Data entries:
══════

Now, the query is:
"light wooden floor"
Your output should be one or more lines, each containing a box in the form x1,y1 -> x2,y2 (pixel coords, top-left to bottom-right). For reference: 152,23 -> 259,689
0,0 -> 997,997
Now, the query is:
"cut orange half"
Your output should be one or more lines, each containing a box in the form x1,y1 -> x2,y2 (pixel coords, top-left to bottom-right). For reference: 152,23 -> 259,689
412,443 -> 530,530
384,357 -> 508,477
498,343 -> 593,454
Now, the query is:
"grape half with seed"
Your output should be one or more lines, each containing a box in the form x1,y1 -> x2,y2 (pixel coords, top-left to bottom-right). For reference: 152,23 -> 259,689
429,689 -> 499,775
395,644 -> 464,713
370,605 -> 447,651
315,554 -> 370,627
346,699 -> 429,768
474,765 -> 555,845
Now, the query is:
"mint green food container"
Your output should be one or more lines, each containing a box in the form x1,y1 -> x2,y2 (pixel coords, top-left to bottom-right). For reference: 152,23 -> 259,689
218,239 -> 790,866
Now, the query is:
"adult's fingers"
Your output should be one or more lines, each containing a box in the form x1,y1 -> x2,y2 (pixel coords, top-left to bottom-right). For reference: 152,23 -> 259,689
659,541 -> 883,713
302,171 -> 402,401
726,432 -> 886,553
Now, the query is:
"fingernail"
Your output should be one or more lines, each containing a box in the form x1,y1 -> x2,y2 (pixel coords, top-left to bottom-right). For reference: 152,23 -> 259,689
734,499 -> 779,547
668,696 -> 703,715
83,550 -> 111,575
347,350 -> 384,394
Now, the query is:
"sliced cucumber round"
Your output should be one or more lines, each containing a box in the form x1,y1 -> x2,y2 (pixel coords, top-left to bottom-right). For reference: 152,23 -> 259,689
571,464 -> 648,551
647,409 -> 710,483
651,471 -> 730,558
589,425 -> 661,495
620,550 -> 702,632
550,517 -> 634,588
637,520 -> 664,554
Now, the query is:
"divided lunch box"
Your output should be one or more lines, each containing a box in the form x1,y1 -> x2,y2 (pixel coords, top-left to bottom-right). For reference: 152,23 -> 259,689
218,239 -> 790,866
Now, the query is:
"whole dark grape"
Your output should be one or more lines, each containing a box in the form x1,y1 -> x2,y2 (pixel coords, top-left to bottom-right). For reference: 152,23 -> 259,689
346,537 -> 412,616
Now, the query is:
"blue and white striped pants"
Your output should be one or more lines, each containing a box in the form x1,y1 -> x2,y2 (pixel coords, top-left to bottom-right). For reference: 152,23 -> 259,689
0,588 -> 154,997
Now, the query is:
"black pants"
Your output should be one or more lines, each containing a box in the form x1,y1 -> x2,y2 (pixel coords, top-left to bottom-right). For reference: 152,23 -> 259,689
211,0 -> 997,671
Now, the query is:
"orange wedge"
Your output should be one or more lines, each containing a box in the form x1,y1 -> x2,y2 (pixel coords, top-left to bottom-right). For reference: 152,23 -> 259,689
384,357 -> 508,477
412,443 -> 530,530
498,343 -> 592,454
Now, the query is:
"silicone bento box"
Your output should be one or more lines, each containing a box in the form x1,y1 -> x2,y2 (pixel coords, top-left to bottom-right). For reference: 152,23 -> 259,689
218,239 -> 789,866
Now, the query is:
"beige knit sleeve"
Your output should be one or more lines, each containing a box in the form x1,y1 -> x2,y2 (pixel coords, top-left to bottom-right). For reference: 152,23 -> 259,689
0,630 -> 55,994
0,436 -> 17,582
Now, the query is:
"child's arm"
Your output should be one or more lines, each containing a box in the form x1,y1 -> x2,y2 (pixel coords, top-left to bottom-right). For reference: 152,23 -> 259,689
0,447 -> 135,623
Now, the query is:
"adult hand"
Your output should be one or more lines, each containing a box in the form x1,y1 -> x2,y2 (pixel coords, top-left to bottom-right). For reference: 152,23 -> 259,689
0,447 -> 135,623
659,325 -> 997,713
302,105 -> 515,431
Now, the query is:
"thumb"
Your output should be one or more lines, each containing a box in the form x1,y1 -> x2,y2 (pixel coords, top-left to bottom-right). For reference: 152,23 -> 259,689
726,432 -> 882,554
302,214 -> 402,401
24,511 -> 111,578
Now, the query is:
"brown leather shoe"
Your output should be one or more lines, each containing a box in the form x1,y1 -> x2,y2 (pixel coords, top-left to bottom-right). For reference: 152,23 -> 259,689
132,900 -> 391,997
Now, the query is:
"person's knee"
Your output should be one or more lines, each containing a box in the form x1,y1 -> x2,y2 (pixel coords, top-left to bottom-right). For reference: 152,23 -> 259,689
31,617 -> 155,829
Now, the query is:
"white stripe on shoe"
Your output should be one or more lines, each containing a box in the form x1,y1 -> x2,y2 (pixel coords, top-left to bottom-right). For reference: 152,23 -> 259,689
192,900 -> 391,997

══════

### [Exercise requirements]
Pick out each line of the data entries that contains the string "pants" and copy it.

### [Result below]
"blue and white striped pants"
"black pants"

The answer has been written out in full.